PROBLEM REQUIREMENTS
Please render every one of the records that follow as a Markdown table with the columns Row and Record, one line per row, numbered in order, with blank lines left out. Leave the pictures out of the answer.

RECORDS SUPPLIED
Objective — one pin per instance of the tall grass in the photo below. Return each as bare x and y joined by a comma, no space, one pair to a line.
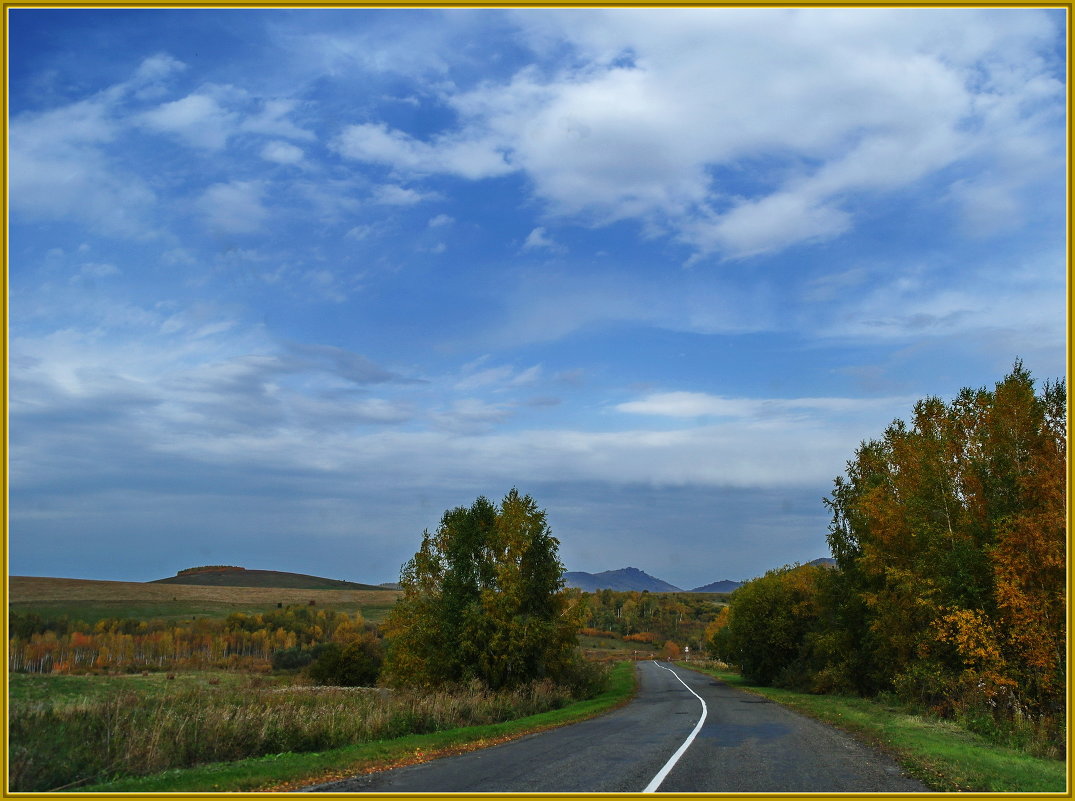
58,746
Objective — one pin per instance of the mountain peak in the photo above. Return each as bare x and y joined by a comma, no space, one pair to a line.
622,580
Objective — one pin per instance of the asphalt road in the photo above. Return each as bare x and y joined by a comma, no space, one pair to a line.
745,744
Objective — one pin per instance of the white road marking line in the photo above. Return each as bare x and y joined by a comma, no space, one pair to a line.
651,787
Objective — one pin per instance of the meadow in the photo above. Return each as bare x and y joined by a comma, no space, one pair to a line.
92,600
106,727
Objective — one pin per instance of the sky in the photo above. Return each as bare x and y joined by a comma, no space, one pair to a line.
285,285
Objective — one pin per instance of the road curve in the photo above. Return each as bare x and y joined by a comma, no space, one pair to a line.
746,744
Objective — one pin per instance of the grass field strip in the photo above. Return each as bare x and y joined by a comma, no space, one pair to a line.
662,773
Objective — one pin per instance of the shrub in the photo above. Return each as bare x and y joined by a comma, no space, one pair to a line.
356,663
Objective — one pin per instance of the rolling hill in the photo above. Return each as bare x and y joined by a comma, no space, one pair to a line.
721,586
626,578
243,577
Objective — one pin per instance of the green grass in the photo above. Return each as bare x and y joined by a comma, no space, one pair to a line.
939,753
290,771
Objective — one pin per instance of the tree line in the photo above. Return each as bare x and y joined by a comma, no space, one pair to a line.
949,538
38,645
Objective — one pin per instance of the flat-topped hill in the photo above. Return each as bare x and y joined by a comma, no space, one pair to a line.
233,576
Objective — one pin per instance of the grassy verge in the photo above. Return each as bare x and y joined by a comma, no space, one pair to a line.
939,753
291,771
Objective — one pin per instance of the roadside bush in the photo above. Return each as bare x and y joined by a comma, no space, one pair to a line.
291,658
356,663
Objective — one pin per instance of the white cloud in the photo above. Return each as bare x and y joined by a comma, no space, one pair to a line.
798,111
469,158
199,119
59,170
271,120
99,270
282,153
701,404
539,239
396,195
234,206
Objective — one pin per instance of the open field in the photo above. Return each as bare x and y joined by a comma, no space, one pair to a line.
92,600
67,731
290,771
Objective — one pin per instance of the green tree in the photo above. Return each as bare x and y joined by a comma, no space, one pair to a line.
768,623
484,598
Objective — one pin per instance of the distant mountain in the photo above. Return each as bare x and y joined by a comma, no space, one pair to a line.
626,578
243,577
721,586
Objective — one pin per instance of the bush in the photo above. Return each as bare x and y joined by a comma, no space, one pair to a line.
291,658
356,663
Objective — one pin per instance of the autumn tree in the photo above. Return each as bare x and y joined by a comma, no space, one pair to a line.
765,627
949,538
484,598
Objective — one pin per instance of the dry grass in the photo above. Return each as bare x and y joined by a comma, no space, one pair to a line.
28,589
56,746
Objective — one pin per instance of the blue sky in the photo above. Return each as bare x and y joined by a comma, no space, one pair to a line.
285,285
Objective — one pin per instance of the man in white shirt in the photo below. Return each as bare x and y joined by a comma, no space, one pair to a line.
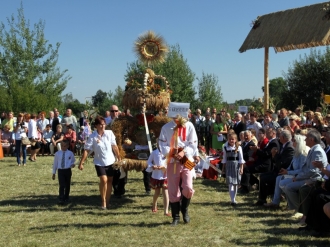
253,124
69,119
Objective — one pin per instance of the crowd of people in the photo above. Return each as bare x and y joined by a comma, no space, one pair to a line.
284,155
41,135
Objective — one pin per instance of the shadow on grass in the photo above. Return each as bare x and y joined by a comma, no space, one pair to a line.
34,203
59,227
305,240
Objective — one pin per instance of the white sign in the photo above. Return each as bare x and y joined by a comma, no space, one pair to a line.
242,109
177,108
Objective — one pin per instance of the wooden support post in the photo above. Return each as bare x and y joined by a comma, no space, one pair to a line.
266,84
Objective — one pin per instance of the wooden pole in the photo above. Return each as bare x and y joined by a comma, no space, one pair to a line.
266,84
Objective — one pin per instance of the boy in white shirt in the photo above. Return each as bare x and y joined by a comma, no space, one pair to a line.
63,162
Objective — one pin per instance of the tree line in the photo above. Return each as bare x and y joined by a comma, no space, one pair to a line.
30,79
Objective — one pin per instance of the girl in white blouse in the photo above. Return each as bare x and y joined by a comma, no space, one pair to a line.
157,165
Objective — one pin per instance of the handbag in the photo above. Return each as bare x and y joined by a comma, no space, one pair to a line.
25,141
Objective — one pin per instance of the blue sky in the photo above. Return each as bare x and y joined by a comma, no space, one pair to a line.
97,38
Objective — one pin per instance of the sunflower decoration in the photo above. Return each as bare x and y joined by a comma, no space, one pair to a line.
150,48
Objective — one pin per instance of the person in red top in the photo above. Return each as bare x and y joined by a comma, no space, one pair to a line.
293,120
71,136
262,139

PROBLEM SOLUTION
| Row | Record |
|---|---|
| 1 | Objective — one pin per instance of the tall grass in the photo below. Return each as bare x and y joined by a comma, no space, one pair to a line. |
| 2 | 58,746 |
| 3 | Objective — one pin per instance of the mountain peak in the photo above. Return each as bare x and y joined by a comma, no space, one pair to a line. |
| 4 | 622,580 |
| 5 | Objective — one pin per instance of the asphalt road in the photo above. Return each as bare x and y joined by a comma, no space, one pair to a line. |
| 6 | 745,744 |
| 7 | Objective — one pin per instance of the white road marking line in the photo above. Return each as bare x and y joined by a comma, no space, one pair to a line. |
| 8 | 651,787 |
| 9 | Objective — one pin per instance of the meadow in the photo above. Return each as bare x and y joined by a comma, no space, one pair to a line. |
| 10 | 92,600 |
| 11 | 106,727 |
| 12 | Objective — one pin per instance of the sky in the photo above. Return each as bare x and y joined by a comma, no space, one pair to a line. |
| 13 | 285,285 |
| 14 | Objective — one pin per instance of the road curve in the photo above. Return each as bare x and y joined by a comma, no space, one pair to a line. |
| 15 | 746,744 |
| 16 | Objective — one pin per instance of the grass field strip in the photo above. Return each as bare x and y joined by a comma, no space, one pair to a line. |
| 17 | 662,773 |
| 18 | Objective — one pin per instance of the shrub in the photo above. Return each as bare x and y joined by a comma, no space, one pair to a line. |
| 19 | 356,663 |
| 20 | Objective — one pin per instance of the rolling hill in the photo above. Return each as bare x and y joined by a comma, no space, one pair to a line. |
| 21 | 721,586 |
| 22 | 626,578 |
| 23 | 243,577 |
| 24 | Objective — one pin per instance of the green grass in the photo above. Return each as bare x and y joined by a comma, no space, one pair to a line. |
| 25 | 939,753 |
| 26 | 290,771 |
| 27 | Objective — one pin per instance of the tree line in the photo above. Return each as bare x and y joined by a comma, no space, one pair to a line. |
| 28 | 949,538 |
| 29 | 38,645 |
| 30 | Objective — one pin per instance of the flat-topped hill in the photo above. Return each as bare x and y joined by a comma, no space, one pair to a line. |
| 31 | 233,576 |
| 32 | Objective — one pin per instance of the grassy verge in the photo above. Return each as bare x and y joined by a comma, no space, one pair to a line. |
| 33 | 939,753 |
| 34 | 291,771 |
| 35 | Objective — one pin per instance of the roadside bush in the photo above. Return each as bare x and y joined by a comma, no space, one pair to a line. |
| 36 | 291,658 |
| 37 | 356,663 |
| 38 | Objective — one pin per instance of the white cloud in the photo above. Return each as bare x and y joined by a comma, no space, one pair to a line. |
| 39 | 798,111 |
| 40 | 469,158 |
| 41 | 199,119 |
| 42 | 59,170 |
| 43 | 271,120 |
| 44 | 99,270 |
| 45 | 282,153 |
| 46 | 701,404 |
| 47 | 539,239 |
| 48 | 396,195 |
| 49 | 234,206 |
| 50 | Objective — one pin per instance of the open field in the photo above. Return each as bare x and y joined by a comma, no space, one pair to a line. |
| 51 | 92,600 |
| 52 | 67,731 |
| 53 | 290,771 |
| 54 | Objective — one pin per instance of the green tree in the photo above. Return each as bare x and y joined by a comma, no space, one pair to a line. |
| 55 | 768,623 |
| 56 | 484,598 |
| 57 | Objective — one pin per instance of the distant mountain in the photo above. Return each as bare x and y joined by a comma, no space, one pair to a line. |
| 58 | 626,578 |
| 59 | 243,577 |
| 60 | 721,586 |
| 61 | Objective — one pin per instance of the bush in the photo above. Return each as bare x and y joined by a comma, no space, one pair to a line. |
| 62 | 291,658 |
| 63 | 356,663 |
| 64 | Objective — one pin per instance of the autumn tree in the photo above. Return each as bare x and y joined by a comma, no space, one pair to a line. |
| 65 | 765,627 |
| 66 | 949,538 |
| 67 | 484,598 |
| 68 | Objective — one pin per instance of the dry grass in the photo above. Return each as bare x and y joined by a comma, no space, one pair to a line. |
| 69 | 28,589 |
| 70 | 56,746 |
| 71 | Objective — one pin per instance of the blue sky in the photo above. Return each as bare x and y joined by a comma, no space, one pair to a line. |
| 72 | 285,285 |
| 73 | Objective — one pin per instance of the man in white shirt in the photo below. Return each as bare x and y joined by a comma, no space, one pair to a line. |
| 74 | 253,124 |
| 75 | 69,119 |
| 76 | Objective — one pin per instance of the crowd of people in the photo above. Return each as bare x and y joined by a comma, no space, one pair to a line. |
| 77 | 284,155 |
| 78 | 41,135 |
| 79 | Objective — one pin per instance of the shadow on grass in the photo above. Return each as bare x and y joined by a comma, no space, one pair to a line. |
| 80 | 34,203 |
| 81 | 59,227 |
| 82 | 305,240 |
| 83 | Objective — one pin per instance of the white sign in the photo above. Return each as bare x and y joined by a comma, no space, one pair to a line. |
| 84 | 242,109 |
| 85 | 177,108 |
| 86 | Objective — one pin per instance of the wooden support post in the photo above. Return each as bare x and y joined by a comma, no space, one pair to a line. |
| 87 | 266,84 |
| 88 | Objective — one pin per instance of the wooden pole in the photo above. Return each as bare x and y joined by a comma, no space, one pair to a line. |
| 89 | 266,84 |
| 90 | Objective — one pin per instance of the boy in white shirt in the photo above. Return each as bare x and y joined by a comma, no space, one pair to a line. |
| 91 | 63,162 |
| 92 | Objective — one pin per instance of the tree line in the photo above. Return each as bare x and y joined by a comma, no space, one pair to a line. |
| 93 | 30,79 |
| 94 | Objective — one pin per instance of the girl in white blouse in the photo above. Return each as bare x and y joined by a comma, no space, one pair to a line. |
| 95 | 157,165 |
| 96 | Objective — one pin per instance of the handbag in the photo above. Return each as bare x and y joined by a comma, no space, one pair to a line. |
| 97 | 25,141 |
| 98 | Objective — one pin per instance of the blue sky in the photo above. Return each as bare x and y joined by a comma, no space, one pair to a line. |
| 99 | 97,38 |
| 100 | Objective — one pin per instance of the sunflower decoration in the photo above. Return each as bare x and y joined by a comma, no space, one pair to a line. |
| 101 | 150,48 |
| 102 | Objective — one pin per instance of the person in red top in the photo above. Return each as bare x and y joined by a comma, no space, one pair to a line. |
| 103 | 293,120 |
| 104 | 71,136 |
| 105 | 262,139 |